#### REQUIREMENT
Scan the entries below and extract each line with the word "rough" in it.

——

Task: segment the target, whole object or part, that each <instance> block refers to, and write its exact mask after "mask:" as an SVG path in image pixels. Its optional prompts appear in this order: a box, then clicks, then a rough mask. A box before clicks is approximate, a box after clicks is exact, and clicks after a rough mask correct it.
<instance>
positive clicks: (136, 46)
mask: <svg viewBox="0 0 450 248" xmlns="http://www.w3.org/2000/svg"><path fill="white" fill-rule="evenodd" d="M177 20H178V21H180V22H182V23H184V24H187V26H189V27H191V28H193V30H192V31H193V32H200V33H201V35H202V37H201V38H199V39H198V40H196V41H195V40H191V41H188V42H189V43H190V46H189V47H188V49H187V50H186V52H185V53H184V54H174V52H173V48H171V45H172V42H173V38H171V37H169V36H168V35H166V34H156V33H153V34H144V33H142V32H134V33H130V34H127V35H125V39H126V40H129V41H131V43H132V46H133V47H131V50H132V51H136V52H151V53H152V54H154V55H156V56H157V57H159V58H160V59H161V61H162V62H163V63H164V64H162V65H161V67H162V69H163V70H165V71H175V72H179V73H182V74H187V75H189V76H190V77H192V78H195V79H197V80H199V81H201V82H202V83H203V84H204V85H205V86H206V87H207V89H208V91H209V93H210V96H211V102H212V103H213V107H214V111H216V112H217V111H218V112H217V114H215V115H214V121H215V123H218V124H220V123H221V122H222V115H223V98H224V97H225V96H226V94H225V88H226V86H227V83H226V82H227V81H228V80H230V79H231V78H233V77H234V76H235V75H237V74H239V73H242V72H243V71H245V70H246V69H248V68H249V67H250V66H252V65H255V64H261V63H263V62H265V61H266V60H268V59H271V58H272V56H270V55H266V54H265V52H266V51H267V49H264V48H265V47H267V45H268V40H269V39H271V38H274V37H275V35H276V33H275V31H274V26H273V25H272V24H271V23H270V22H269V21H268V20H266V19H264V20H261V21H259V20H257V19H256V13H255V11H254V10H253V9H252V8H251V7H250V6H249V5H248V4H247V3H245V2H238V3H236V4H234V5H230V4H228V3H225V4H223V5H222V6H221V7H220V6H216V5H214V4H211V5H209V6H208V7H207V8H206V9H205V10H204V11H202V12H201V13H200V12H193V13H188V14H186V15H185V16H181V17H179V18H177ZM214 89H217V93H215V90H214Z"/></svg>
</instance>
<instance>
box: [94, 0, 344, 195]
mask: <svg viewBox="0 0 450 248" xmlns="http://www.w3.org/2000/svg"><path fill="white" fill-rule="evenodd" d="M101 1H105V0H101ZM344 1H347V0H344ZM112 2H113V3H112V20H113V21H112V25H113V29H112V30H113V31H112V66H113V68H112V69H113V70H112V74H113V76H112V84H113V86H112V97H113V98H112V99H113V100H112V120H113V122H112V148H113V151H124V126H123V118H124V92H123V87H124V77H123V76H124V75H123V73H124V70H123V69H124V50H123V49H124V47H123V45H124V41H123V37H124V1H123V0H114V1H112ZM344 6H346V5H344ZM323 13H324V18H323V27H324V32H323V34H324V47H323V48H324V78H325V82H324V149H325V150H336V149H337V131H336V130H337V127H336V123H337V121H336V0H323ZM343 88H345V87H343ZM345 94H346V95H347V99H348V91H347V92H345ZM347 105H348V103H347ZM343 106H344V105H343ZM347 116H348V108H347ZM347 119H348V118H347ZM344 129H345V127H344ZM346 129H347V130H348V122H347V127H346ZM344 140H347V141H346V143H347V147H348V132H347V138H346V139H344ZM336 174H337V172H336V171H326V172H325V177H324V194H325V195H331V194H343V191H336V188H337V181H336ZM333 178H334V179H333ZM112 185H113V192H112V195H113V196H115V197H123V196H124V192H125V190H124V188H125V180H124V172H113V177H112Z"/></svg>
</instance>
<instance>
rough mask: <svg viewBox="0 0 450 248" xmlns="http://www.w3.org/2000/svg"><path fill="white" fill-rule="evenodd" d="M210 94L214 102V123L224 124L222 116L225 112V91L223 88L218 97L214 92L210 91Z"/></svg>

——

#### ANSWER TO THIS TASK
Task: segment the target, whole object or part, that each <instance> block refers to, and write its exact mask after "mask:" as an SVG path in image pixels. Its optional prompts appear in this order: a box, then clicks, then a rough mask. A box before clicks is approximate, a box after clicks is exact, and clicks after a rough mask correct it.
rough mask: <svg viewBox="0 0 450 248" xmlns="http://www.w3.org/2000/svg"><path fill="white" fill-rule="evenodd" d="M210 94L214 102V123L224 124L222 116L225 112V91L223 88L218 97L214 92L210 91Z"/></svg>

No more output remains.